Amnesty Report Mongolei 10. Mai 2011

Mongolei 2011

Amtliche Bezeichnung: Mongolei Staatsoberhaupt: Tsachiagiin Elbegdordsch Regierungschef: Süchbaataryn Batbold Todesstrafe: nicht abgeschafft Einwohner: 2,7 Mio. Lebenserwartung: 67,3 Jahre Kindersterblichkeit (m/w): 49/40 pro 1000 Lebendgeburten Alphabetisierungsrate: 97,3%

Im Januar 2010 verkündete der Präsident ein Hinrichtungsmoratorium. Beamte mit Polizeibefugnissen begingen nach wie vor Menschenrechtsverletzungen, ohne dafür strafrechtlich zur Verantwortung gezogen zu werden. Straffreiheit für Folter und andere Misshandlungen blieb weit verbreitet.

Hintergrund

Im November wurde die Menschenrechtssituation in der Mongolei im Rahmen der Universellen Regelmäßigen Überprüfung (UPR) durch die UN begutachtet. Der UN-Ausschuss gegen Folter überprüfte die Lage in der Mongolei zum ersten Mal, seitdem das Land im Jahr 2000 das UN-Übereinkommen gegen Folter ratifiziert hatte.

################

* [Aufgabe a]
Ersetze im Bericht zur Mongolei „Präsident“ durch „Staatspräsident“ und gib den Abschnitt zwischen „Amtliche Bezeichnung: Mongolei“ und „Folter ratifiziert hatte.“ wieder, beide Stellen eingeschlossen.

* [Angezeigte Daten]
################

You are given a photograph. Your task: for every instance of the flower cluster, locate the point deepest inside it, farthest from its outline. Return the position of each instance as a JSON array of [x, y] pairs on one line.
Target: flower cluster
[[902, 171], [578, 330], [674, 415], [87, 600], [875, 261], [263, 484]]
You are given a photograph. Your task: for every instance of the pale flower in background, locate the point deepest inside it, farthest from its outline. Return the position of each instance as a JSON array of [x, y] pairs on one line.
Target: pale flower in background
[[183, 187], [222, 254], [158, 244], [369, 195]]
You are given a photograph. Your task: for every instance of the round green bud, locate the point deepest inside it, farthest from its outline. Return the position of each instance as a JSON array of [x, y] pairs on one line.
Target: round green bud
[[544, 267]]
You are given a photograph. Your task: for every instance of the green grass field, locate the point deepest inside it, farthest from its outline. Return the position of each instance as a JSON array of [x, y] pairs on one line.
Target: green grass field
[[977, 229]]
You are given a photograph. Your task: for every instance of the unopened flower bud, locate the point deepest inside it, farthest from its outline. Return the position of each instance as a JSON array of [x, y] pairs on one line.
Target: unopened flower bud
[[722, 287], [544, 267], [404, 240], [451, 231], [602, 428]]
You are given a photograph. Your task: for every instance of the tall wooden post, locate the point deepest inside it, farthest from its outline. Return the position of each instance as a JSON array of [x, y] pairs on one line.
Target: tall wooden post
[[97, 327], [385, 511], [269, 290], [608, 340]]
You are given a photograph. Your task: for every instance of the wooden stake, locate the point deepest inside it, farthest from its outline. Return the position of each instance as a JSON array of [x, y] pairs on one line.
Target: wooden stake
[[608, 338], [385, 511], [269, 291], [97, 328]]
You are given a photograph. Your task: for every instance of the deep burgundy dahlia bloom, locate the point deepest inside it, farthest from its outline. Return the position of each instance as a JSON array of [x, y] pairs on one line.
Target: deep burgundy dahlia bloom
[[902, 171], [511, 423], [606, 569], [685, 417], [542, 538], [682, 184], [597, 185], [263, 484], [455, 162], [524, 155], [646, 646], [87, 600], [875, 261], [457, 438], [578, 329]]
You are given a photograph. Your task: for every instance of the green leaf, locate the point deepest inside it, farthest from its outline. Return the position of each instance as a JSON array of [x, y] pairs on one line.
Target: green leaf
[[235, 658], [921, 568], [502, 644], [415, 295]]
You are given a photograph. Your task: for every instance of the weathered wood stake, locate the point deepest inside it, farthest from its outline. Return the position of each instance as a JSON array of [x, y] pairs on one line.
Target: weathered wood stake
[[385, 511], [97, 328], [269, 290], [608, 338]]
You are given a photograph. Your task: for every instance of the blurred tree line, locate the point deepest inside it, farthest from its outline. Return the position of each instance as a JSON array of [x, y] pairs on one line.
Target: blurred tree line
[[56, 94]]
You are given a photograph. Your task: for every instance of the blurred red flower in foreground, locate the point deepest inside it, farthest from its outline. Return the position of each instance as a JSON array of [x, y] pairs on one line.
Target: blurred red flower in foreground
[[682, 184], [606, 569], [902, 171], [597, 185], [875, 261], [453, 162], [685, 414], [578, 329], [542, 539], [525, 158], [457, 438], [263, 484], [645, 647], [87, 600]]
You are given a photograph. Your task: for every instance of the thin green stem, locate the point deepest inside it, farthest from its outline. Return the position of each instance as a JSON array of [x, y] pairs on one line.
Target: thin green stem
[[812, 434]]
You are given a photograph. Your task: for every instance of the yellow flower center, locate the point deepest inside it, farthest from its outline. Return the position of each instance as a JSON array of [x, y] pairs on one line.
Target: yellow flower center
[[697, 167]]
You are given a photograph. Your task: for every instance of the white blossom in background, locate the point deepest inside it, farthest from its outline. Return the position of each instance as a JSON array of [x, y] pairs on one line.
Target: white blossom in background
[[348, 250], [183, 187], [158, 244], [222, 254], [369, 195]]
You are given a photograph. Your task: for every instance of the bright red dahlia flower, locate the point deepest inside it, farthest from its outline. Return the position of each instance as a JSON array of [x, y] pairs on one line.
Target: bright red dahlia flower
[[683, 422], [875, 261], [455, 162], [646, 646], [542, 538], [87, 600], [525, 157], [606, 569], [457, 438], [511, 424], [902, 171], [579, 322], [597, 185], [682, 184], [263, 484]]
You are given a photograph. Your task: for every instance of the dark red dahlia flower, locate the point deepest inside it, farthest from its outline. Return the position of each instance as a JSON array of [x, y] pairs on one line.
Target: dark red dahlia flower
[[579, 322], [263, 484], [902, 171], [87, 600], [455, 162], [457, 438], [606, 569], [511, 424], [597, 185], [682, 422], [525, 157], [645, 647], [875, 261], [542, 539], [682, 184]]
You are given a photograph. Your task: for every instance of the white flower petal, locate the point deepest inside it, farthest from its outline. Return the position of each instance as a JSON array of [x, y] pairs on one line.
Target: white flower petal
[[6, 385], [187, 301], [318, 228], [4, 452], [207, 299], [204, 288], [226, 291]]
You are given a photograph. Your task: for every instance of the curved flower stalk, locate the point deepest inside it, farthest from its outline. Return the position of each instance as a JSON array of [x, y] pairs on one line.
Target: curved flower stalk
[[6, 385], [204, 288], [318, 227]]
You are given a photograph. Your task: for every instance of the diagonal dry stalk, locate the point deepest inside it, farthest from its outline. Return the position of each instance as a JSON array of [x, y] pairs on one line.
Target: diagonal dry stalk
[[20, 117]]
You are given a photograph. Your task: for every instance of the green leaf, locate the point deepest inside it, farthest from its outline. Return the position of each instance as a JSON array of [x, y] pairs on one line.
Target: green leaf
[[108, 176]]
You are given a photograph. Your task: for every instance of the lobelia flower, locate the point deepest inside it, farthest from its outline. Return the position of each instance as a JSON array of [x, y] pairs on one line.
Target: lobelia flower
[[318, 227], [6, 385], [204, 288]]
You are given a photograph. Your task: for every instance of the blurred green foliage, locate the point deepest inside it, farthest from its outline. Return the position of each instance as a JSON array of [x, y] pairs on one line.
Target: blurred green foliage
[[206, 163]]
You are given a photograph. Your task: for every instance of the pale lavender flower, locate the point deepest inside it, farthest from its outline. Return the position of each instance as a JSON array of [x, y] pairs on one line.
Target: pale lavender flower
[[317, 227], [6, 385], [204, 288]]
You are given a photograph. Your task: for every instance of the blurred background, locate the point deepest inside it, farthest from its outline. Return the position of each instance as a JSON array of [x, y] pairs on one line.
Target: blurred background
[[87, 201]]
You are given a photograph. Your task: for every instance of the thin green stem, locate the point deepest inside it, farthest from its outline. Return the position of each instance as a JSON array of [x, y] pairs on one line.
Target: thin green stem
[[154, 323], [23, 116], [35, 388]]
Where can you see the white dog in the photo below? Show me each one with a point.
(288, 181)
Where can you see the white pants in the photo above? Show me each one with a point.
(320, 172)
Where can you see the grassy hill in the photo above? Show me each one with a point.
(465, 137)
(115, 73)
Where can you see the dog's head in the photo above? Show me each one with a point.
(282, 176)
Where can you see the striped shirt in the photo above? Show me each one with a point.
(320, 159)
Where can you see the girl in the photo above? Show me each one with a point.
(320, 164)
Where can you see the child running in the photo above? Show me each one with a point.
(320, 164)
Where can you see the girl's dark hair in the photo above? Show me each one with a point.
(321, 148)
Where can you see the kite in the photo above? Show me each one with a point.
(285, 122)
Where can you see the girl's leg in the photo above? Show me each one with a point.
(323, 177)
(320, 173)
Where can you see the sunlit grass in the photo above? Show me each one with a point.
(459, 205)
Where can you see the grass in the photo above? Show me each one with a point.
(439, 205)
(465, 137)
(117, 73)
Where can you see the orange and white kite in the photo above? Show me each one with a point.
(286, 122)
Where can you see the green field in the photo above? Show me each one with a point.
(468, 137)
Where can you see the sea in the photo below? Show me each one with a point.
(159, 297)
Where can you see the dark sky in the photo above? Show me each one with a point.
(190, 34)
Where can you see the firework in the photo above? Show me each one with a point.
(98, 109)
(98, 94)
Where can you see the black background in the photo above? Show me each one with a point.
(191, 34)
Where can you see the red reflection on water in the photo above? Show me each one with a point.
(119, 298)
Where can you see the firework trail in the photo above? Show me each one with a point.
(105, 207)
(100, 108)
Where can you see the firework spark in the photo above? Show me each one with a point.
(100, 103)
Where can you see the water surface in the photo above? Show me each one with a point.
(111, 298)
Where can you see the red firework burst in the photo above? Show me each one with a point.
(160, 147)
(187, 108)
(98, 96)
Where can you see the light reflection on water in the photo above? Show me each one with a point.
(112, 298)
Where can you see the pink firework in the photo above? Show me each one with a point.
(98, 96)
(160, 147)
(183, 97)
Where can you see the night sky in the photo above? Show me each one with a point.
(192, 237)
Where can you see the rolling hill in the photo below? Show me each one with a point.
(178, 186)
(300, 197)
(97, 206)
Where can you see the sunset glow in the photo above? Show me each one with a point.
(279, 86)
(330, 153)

################

* [Aufgabe b]
Gib die Zeilen unter „Angezeigte Daten“ vom ersten bis einschließlich der Zeile mit „261], [263, 484]]“ als CSV mit den Spalten „eingabe“ und „ausgabe“ aus. Jede CSV-Zeile enthält einen Text und die zugehörige Antwort, jedes Feld steht in Anführungszeichen, und Zeilenumbrüche werden durch Leerzeichen ersetzt.

* [Ergebnis a]
Amtliche Bezeichnung: Mongolei Staatsoberhaupt: Tsachiagiin Elbegdordsch Regierungschef: Süchbaataryn Batbold Todesstrafe: nicht abgeschafft Einwohner: 2,7 Mio. Lebenserwartung: 67,3 Jahre Kindersterblichkeit (m/w): 49/40 pro 1000 Lebendgeburten Alphabetisierungsrate: 97,3%

Im Januar 2010 verkündete der Staatspräsident ein Hinrichtungsmoratorium. Beamte mit Polizeibefugnissen begingen nach wie vor Menschenrechtsverletzungen, ohne dafür strafrechtlich zur Verantwortung gezogen zu werden. Straffreiheit für Folter und andere Misshandlungen blieb weit verbreitet.

Hintergrund

Im November wurde die Menschenrechtssituation in der Mongolei im Rahmen der Universellen Regelmäßigen Überprüfung (UPR) durch die UN begutachtet. Der UN-Ausschuss gegen Folter überprüfte die Lage in der Mongolei zum ersten Mal, seitdem das Land im Jahr 2000 das UN-Übereinkommen gegen Folter ratifiziert hatte.

* [Ergebnis b]
eingabe,ausgabe
"You are given a photograph. Your task: for every instance of the flower cluster, locate the point deepest inside it, farthest from its outline. Return the position of each instance as a JSON array of [x, y] pairs on one line. Target: flower cluster","[[902, 171], [578, 330], [674, 415], [87, 600], [875, 261], [263, 484]]"